BEGIN
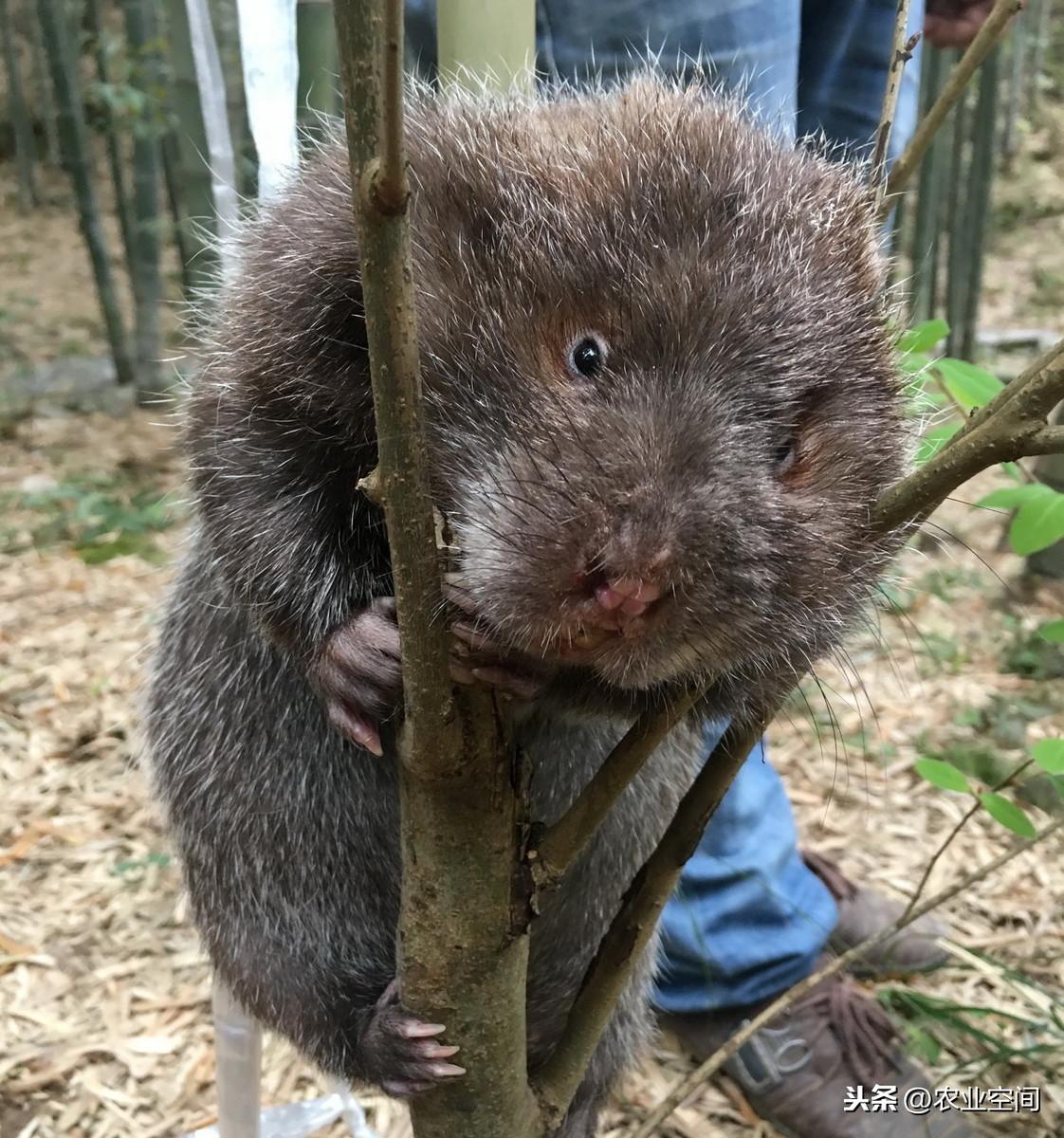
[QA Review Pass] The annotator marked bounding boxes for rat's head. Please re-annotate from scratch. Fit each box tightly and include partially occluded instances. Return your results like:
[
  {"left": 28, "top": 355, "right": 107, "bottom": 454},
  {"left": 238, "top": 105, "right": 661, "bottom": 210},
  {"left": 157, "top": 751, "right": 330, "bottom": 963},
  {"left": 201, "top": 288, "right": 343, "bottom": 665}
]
[{"left": 411, "top": 79, "right": 905, "bottom": 690}]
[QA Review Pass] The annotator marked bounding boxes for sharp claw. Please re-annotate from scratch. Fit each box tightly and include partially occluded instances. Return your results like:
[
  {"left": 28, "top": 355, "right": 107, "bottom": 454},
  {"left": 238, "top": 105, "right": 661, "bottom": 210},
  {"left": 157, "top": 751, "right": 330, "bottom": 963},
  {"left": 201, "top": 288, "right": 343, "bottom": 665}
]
[
  {"left": 415, "top": 1042, "right": 460, "bottom": 1059},
  {"left": 473, "top": 668, "right": 540, "bottom": 700},
  {"left": 450, "top": 620, "right": 502, "bottom": 652},
  {"left": 429, "top": 1063, "right": 466, "bottom": 1079},
  {"left": 394, "top": 1019, "right": 448, "bottom": 1039},
  {"left": 329, "top": 704, "right": 385, "bottom": 757},
  {"left": 450, "top": 660, "right": 477, "bottom": 684},
  {"left": 381, "top": 1079, "right": 432, "bottom": 1098}
]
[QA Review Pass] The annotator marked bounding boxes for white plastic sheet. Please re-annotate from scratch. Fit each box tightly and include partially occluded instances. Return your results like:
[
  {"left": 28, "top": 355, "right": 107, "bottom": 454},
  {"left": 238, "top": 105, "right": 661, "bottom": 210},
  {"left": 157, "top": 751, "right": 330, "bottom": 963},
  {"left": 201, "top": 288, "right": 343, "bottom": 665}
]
[
  {"left": 237, "top": 0, "right": 300, "bottom": 201},
  {"left": 184, "top": 0, "right": 240, "bottom": 260}
]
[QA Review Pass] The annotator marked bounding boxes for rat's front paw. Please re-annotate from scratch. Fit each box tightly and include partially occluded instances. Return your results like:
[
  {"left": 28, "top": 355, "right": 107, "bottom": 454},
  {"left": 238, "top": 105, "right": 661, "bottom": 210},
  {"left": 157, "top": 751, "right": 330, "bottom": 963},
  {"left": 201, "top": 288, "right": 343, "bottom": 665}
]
[
  {"left": 312, "top": 597, "right": 403, "bottom": 755},
  {"left": 358, "top": 980, "right": 466, "bottom": 1098}
]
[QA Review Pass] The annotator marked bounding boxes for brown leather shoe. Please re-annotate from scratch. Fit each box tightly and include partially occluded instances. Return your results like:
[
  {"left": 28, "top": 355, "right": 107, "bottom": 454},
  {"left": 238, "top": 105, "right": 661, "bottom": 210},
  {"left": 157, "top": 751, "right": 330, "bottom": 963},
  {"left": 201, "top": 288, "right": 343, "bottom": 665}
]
[
  {"left": 659, "top": 975, "right": 980, "bottom": 1138},
  {"left": 802, "top": 850, "right": 949, "bottom": 979}
]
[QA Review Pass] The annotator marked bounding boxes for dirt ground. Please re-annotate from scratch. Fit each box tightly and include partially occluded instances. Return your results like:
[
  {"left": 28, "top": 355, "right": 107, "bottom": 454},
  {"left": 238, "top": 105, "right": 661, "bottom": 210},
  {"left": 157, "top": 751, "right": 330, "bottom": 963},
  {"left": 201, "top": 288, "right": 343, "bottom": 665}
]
[{"left": 0, "top": 62, "right": 1064, "bottom": 1138}]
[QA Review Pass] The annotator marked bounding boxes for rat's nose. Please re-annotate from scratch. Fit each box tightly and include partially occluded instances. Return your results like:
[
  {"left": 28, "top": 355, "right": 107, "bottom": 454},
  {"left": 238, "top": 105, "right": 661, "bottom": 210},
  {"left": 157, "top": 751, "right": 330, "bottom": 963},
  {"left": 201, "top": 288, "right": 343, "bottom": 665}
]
[
  {"left": 594, "top": 577, "right": 661, "bottom": 616},
  {"left": 586, "top": 548, "right": 671, "bottom": 628}
]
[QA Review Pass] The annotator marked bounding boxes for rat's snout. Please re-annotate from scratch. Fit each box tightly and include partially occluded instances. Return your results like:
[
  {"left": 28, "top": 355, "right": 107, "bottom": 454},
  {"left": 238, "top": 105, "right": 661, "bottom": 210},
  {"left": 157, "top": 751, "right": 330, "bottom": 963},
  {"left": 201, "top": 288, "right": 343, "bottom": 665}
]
[{"left": 576, "top": 519, "right": 672, "bottom": 632}]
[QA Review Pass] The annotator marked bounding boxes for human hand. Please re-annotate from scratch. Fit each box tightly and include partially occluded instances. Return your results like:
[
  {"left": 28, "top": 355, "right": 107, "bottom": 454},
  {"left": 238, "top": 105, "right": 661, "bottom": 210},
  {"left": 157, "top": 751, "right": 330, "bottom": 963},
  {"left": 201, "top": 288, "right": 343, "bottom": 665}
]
[{"left": 924, "top": 0, "right": 994, "bottom": 47}]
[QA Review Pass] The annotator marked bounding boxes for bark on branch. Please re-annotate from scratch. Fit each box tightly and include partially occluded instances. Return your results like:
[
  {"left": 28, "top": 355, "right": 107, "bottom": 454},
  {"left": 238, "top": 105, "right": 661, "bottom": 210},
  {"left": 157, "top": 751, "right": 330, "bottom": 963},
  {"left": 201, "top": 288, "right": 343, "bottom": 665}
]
[
  {"left": 884, "top": 0, "right": 1024, "bottom": 210},
  {"left": 335, "top": 0, "right": 540, "bottom": 1138},
  {"left": 633, "top": 819, "right": 1064, "bottom": 1138}
]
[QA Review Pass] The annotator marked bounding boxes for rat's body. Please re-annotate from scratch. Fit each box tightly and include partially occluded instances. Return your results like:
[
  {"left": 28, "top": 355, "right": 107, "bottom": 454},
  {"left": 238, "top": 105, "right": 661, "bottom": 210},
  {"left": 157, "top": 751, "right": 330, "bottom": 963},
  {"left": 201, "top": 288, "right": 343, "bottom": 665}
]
[{"left": 148, "top": 79, "right": 904, "bottom": 1138}]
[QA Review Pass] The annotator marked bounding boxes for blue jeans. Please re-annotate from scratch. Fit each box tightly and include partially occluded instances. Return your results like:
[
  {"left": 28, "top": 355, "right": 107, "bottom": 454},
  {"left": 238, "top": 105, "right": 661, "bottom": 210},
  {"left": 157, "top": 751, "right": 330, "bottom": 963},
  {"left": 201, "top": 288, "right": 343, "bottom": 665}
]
[{"left": 406, "top": 0, "right": 923, "bottom": 1012}]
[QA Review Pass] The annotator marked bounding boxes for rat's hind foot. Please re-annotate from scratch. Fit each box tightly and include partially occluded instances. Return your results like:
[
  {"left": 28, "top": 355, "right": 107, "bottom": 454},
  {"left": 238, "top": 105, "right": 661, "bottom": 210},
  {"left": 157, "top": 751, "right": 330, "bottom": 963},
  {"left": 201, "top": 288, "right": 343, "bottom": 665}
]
[
  {"left": 450, "top": 620, "right": 548, "bottom": 700},
  {"left": 358, "top": 980, "right": 466, "bottom": 1098},
  {"left": 312, "top": 597, "right": 403, "bottom": 755}
]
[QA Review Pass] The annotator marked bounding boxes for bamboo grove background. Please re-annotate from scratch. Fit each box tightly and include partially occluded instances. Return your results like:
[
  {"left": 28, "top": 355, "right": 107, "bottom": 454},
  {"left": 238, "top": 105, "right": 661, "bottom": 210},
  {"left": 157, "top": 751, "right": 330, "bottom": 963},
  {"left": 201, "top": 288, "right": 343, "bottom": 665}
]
[{"left": 0, "top": 0, "right": 1059, "bottom": 387}]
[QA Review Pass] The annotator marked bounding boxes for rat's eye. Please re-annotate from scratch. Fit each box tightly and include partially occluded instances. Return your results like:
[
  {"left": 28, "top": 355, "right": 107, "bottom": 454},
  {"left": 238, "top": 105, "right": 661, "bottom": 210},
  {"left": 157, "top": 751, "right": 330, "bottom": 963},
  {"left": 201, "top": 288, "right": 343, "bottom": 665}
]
[
  {"left": 773, "top": 433, "right": 798, "bottom": 478},
  {"left": 565, "top": 334, "right": 609, "bottom": 379}
]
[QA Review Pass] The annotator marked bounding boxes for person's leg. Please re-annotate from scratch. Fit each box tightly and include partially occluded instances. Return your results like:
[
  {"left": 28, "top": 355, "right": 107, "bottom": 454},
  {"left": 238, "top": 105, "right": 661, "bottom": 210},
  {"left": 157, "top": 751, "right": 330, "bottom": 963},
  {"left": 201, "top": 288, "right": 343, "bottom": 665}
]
[
  {"left": 798, "top": 0, "right": 924, "bottom": 160},
  {"left": 537, "top": 0, "right": 801, "bottom": 138},
  {"left": 654, "top": 732, "right": 837, "bottom": 1014}
]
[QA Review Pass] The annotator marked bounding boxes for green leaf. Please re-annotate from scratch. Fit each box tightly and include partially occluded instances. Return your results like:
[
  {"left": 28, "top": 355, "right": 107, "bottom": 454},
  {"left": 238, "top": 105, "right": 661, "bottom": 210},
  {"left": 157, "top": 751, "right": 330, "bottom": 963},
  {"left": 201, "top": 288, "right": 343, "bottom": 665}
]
[
  {"left": 898, "top": 320, "right": 949, "bottom": 353},
  {"left": 979, "top": 791, "right": 1036, "bottom": 837},
  {"left": 916, "top": 423, "right": 961, "bottom": 467},
  {"left": 1031, "top": 739, "right": 1064, "bottom": 775},
  {"left": 1001, "top": 462, "right": 1023, "bottom": 483},
  {"left": 898, "top": 352, "right": 931, "bottom": 376},
  {"left": 1008, "top": 486, "right": 1064, "bottom": 558},
  {"left": 934, "top": 358, "right": 1005, "bottom": 411},
  {"left": 975, "top": 483, "right": 1052, "bottom": 510},
  {"left": 915, "top": 759, "right": 972, "bottom": 795}
]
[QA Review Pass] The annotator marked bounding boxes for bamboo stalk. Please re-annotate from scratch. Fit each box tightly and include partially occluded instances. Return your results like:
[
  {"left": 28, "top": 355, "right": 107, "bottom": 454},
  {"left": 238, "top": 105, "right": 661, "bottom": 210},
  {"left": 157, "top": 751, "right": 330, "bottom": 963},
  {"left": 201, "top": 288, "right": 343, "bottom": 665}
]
[
  {"left": 884, "top": 0, "right": 1023, "bottom": 210},
  {"left": 961, "top": 47, "right": 1000, "bottom": 359},
  {"left": 1001, "top": 8, "right": 1035, "bottom": 161},
  {"left": 0, "top": 0, "right": 39, "bottom": 210},
  {"left": 38, "top": 0, "right": 136, "bottom": 383},
  {"left": 436, "top": 0, "right": 536, "bottom": 91},
  {"left": 122, "top": 0, "right": 163, "bottom": 403},
  {"left": 164, "top": 0, "right": 218, "bottom": 295},
  {"left": 85, "top": 0, "right": 136, "bottom": 268},
  {"left": 335, "top": 0, "right": 540, "bottom": 1138},
  {"left": 28, "top": 0, "right": 61, "bottom": 166},
  {"left": 296, "top": 0, "right": 340, "bottom": 138},
  {"left": 910, "top": 49, "right": 945, "bottom": 322},
  {"left": 945, "top": 80, "right": 971, "bottom": 355},
  {"left": 1029, "top": 0, "right": 1054, "bottom": 114}
]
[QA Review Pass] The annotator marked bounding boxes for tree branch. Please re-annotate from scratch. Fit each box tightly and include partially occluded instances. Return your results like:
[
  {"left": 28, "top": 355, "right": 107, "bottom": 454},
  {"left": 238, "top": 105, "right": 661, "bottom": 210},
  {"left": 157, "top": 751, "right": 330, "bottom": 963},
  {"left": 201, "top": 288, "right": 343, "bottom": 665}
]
END
Short task: Set down nothing but the lines from the one with "[QA Review Pass] The annotator marked bounding boxes for tree" through the end of the records, keeping each line exactly as written and including both ends.

Problem solution:
[QA Review Pass] The annotator marked bounding boxes for tree branch. Please re-annotate from scratch. Fit each box tightly and include partially occluded instances. Return your results like:
[
  {"left": 28, "top": 355, "right": 107, "bottom": 454},
  {"left": 238, "top": 105, "right": 661, "bottom": 210},
  {"left": 157, "top": 751, "right": 330, "bottom": 963},
  {"left": 201, "top": 288, "right": 343, "bottom": 665}
]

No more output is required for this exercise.